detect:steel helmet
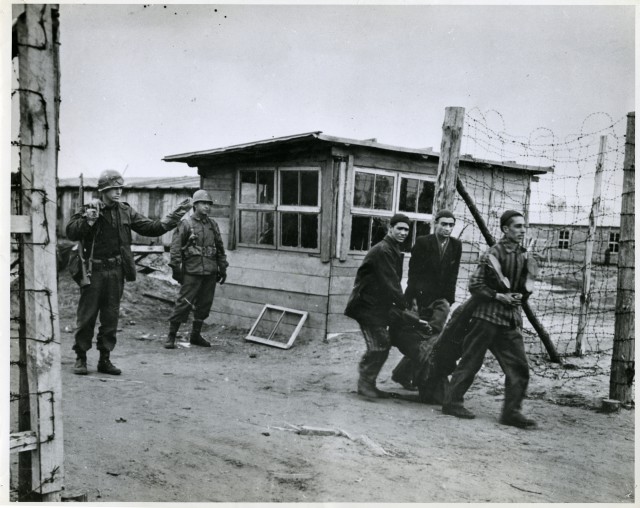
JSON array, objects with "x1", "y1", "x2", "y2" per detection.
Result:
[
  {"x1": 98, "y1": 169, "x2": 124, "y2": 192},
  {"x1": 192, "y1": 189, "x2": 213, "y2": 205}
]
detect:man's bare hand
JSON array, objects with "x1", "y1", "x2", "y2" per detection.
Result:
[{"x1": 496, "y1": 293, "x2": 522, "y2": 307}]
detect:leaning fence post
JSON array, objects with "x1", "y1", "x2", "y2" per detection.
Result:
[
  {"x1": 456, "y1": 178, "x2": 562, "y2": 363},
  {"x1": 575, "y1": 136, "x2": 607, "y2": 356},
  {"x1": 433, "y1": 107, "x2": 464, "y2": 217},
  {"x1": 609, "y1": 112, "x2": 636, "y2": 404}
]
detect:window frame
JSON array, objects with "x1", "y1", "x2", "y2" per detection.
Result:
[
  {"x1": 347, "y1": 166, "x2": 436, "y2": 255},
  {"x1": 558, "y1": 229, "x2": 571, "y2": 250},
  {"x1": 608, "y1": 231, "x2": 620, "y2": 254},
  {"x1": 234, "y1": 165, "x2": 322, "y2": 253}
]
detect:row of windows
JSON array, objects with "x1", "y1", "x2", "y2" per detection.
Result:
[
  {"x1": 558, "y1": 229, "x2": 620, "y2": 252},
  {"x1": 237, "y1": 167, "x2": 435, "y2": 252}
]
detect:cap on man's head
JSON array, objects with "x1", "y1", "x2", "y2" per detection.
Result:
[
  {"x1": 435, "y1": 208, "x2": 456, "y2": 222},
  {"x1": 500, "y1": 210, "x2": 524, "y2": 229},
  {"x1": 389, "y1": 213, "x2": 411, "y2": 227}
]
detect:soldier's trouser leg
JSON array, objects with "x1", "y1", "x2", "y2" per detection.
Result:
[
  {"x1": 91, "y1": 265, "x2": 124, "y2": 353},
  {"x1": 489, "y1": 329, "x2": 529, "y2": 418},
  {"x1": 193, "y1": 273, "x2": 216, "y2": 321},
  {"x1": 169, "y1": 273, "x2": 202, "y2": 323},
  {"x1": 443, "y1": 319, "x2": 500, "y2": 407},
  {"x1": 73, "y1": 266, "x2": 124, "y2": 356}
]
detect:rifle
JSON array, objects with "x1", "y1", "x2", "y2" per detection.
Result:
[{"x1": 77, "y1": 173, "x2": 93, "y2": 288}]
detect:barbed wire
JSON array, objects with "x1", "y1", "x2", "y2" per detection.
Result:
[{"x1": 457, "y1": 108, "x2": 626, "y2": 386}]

--

(Challenge): Write out all of the material above word for word, without the picture.

(Output of the task):
detect:steel helmet
JSON array, objects with "x1", "y1", "x2", "y2" per detection.
Result:
[
  {"x1": 98, "y1": 169, "x2": 124, "y2": 192},
  {"x1": 192, "y1": 189, "x2": 213, "y2": 205}
]
detect:man's bare hand
JSON array, objects with "x1", "y1", "x2", "y2" per detection.
Result:
[{"x1": 496, "y1": 293, "x2": 522, "y2": 307}]
detect:leaning fence post
JSON array, objects with "x1", "y1", "x2", "y2" per detection.
Result:
[
  {"x1": 456, "y1": 178, "x2": 562, "y2": 363},
  {"x1": 575, "y1": 136, "x2": 607, "y2": 356},
  {"x1": 433, "y1": 107, "x2": 464, "y2": 217},
  {"x1": 609, "y1": 112, "x2": 636, "y2": 404}
]
detect:window frame
JSON array, objects with "x1", "y1", "x2", "y2" per detection.
Result:
[
  {"x1": 347, "y1": 166, "x2": 436, "y2": 255},
  {"x1": 558, "y1": 229, "x2": 571, "y2": 250},
  {"x1": 608, "y1": 231, "x2": 620, "y2": 254},
  {"x1": 234, "y1": 165, "x2": 322, "y2": 253}
]
detect:row of windows
JSON array, objects with "x1", "y1", "x2", "y2" per detection.
Result:
[
  {"x1": 558, "y1": 229, "x2": 620, "y2": 252},
  {"x1": 237, "y1": 167, "x2": 435, "y2": 252}
]
detect:cap on man's head
JSON array, objects with "x1", "y1", "x2", "y2" per detection.
Result:
[
  {"x1": 435, "y1": 208, "x2": 456, "y2": 222},
  {"x1": 500, "y1": 210, "x2": 524, "y2": 229},
  {"x1": 389, "y1": 213, "x2": 411, "y2": 227}
]
detect:soldier's trouser leg
JSON array, objects with "x1", "y1", "x2", "y2" per detection.
Result:
[
  {"x1": 91, "y1": 265, "x2": 124, "y2": 353},
  {"x1": 489, "y1": 329, "x2": 529, "y2": 418},
  {"x1": 193, "y1": 273, "x2": 216, "y2": 321},
  {"x1": 169, "y1": 273, "x2": 202, "y2": 323},
  {"x1": 443, "y1": 319, "x2": 500, "y2": 407},
  {"x1": 73, "y1": 266, "x2": 124, "y2": 356}
]
detect:rifle
JSON array, objects with "x1", "y1", "x2", "y2" per detection.
Result:
[{"x1": 77, "y1": 173, "x2": 93, "y2": 288}]
detect:barbed wire
JSON array, objects with "x1", "y1", "x2", "y2" per detection.
Result:
[{"x1": 457, "y1": 108, "x2": 626, "y2": 386}]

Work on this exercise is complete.